-- Try it --
Restate the part of the blog entry that opens with the words "i think i might" and closes with "important thing, yes?", substituting "skin doctor" for "dermatologist".

-- Text section --
###

Tuesday, October 24, 2006

ipods, magnets, and hot cross buns

i think i might love my dermatologist. plantonically, of course, but that's still interesting, considering i've seen him a total of four times, for a total of like one hour. he's just way awesome and makes me feel a lot better about this entire shitty situation. also, he told me that i have accutane-induced eczema now, and that was a much better diagnosis than the one i'd given myself (much to the horror of my roommates). i thought i had ringworm. yummy, i know. i don't, though, and that's the most important thing, yes?

after my appointment, i decided that it's high time i did some little errands that i've been meaning to do for months. i went to the apple computer store in the local mall to get my ipod fixed, and that place is out of control. they have studio, genius, and various other types of "bars" where only specialized people can help you with your issue. i asked some guy if he could help me, and he had me make a computer reservation to speak with a "genius", some guy who i could have just verbally announced my presence to. the guy was seriously standing about ten feet away from me, but i had to send him a message over the internet. it reminded me of the "high tech" appointment system my high school adopted my senior year, which allowed the secretaries to send instant messages to the counselors to alert them that their students had showed up to talk to them. so, the counselors got IMs from the front office, again about ten feet away. i guess people think that that is more streamlined, but it strikes me as kinda ridic.

i spent ten years looking for jeans this afternoon - jeans that fit me properly. it took a really long time, but i finally succeeded and that was grand.

###

-- Supplied information --
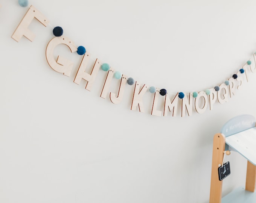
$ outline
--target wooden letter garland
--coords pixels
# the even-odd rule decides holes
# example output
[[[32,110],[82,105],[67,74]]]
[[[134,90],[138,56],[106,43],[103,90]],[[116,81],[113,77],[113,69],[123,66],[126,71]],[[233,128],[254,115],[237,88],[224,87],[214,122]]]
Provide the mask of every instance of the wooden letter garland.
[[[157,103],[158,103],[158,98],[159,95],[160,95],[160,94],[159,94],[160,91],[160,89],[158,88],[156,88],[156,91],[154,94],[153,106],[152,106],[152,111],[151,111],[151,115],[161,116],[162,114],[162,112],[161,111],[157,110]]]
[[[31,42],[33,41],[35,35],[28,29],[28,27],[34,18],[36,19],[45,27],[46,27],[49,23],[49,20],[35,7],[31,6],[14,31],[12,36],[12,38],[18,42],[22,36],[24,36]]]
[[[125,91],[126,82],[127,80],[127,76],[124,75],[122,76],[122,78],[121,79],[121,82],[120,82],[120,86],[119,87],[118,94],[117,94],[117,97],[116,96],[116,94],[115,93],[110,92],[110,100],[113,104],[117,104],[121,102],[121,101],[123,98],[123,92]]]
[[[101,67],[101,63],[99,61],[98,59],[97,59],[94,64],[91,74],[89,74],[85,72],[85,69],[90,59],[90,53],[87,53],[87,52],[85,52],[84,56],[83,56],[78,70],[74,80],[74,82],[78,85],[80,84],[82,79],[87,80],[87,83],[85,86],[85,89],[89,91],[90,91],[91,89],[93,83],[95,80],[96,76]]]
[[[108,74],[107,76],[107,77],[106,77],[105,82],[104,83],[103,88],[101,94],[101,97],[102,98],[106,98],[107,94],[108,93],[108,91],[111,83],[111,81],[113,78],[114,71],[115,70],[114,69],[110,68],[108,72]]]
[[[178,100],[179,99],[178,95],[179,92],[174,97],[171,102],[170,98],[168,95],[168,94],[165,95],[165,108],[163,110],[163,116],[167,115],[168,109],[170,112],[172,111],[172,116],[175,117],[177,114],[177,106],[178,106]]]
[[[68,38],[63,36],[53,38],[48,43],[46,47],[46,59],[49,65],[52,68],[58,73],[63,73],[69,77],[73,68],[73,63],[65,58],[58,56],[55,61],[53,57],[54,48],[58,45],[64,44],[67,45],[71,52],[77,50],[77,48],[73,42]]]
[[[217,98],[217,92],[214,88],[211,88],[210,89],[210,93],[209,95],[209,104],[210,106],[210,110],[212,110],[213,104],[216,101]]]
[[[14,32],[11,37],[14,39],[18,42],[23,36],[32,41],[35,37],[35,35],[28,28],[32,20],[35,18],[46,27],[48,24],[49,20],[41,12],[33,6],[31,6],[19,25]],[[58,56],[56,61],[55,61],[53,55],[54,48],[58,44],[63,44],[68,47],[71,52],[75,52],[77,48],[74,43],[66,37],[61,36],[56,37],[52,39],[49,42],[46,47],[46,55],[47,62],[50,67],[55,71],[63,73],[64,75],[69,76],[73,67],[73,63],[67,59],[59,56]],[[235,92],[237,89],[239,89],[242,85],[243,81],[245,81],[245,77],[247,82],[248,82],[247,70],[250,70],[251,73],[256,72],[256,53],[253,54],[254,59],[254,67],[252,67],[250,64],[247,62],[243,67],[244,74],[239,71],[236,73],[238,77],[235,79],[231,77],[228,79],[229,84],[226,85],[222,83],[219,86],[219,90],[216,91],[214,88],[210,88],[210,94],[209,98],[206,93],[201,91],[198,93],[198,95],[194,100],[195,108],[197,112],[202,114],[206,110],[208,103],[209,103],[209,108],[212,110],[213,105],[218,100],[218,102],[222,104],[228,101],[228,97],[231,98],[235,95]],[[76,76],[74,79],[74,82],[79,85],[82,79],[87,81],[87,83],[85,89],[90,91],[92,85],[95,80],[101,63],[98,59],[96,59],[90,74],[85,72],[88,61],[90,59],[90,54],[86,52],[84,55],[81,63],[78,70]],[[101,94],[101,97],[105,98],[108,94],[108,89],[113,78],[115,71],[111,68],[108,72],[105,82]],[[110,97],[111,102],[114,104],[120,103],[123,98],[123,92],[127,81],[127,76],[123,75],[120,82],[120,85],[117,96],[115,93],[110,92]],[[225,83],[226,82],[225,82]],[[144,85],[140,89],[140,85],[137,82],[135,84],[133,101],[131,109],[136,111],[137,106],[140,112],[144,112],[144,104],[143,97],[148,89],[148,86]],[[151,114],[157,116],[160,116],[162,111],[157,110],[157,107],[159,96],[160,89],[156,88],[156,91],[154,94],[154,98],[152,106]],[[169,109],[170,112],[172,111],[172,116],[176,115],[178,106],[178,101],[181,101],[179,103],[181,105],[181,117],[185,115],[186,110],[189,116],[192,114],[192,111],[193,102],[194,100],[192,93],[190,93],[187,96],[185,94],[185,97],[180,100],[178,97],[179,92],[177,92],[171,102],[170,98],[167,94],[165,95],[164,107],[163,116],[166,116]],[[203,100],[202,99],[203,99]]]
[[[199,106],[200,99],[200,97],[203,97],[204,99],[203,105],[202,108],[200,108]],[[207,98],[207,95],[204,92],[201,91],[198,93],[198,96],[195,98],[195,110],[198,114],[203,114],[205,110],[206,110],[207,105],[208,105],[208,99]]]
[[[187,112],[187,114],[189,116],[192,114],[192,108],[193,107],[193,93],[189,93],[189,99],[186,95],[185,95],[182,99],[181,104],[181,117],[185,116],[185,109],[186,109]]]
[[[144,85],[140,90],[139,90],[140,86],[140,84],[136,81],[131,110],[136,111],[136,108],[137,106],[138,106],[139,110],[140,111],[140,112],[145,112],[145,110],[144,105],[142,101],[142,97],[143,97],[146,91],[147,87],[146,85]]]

###

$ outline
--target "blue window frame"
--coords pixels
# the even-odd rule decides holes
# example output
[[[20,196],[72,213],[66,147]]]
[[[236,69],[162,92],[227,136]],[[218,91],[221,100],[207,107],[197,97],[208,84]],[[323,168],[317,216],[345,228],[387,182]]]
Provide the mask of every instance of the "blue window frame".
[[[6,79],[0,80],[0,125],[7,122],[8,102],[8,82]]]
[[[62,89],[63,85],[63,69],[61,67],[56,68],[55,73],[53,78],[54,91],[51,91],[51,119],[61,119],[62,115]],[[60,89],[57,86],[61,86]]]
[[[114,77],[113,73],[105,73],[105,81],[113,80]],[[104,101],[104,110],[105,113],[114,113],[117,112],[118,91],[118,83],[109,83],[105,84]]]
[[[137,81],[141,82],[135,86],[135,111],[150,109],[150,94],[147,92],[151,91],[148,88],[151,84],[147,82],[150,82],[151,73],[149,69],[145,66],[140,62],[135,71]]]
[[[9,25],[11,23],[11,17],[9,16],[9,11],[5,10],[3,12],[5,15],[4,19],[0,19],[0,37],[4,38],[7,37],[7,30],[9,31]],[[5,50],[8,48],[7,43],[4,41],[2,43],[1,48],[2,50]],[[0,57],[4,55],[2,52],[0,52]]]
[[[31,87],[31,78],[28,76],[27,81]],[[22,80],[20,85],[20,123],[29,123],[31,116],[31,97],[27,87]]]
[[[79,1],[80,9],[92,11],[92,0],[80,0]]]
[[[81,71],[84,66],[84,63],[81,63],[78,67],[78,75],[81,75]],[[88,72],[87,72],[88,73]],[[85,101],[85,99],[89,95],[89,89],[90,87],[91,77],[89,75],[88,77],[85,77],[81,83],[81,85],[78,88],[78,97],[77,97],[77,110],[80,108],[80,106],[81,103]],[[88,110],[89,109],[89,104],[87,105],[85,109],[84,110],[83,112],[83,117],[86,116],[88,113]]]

###

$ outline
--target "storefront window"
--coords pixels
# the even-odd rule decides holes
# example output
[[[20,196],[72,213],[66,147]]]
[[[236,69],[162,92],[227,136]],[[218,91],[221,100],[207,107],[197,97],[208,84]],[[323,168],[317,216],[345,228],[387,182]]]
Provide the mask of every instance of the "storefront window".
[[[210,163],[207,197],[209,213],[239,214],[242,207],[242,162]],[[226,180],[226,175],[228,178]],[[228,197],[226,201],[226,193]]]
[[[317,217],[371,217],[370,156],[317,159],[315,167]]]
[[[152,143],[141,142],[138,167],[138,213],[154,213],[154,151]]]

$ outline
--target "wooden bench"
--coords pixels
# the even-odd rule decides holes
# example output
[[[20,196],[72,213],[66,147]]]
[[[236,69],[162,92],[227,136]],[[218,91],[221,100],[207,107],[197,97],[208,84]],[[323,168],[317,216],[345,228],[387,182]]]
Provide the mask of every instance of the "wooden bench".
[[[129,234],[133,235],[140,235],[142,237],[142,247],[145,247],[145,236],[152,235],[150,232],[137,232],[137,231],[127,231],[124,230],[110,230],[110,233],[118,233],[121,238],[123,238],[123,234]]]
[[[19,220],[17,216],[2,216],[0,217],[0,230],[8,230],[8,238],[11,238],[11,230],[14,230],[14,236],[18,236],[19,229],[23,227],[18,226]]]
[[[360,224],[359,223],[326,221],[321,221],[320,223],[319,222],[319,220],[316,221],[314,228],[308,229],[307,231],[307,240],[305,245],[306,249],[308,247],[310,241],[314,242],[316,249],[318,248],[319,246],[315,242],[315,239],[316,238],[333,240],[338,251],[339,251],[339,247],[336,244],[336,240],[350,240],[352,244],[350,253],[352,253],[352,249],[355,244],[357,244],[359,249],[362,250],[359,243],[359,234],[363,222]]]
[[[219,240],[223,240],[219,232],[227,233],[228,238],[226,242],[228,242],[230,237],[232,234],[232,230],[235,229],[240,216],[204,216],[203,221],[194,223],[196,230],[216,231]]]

###

-- Response below --
i think i might love my skin doctor. plantonically, of course, but that's still interesting, considering i've seen him a total of four times, for a total of like one hour. he's just way awesome and makes me feel a lot better about this entire shitty situation. also, he told me that i have accutane-induced eczema now, and that was a much better diagnosis than the one i'd given myself (much to the horror of my roommates). i thought i had ringworm. yummy, i know. i don't, though, and that's the most important thing, yes?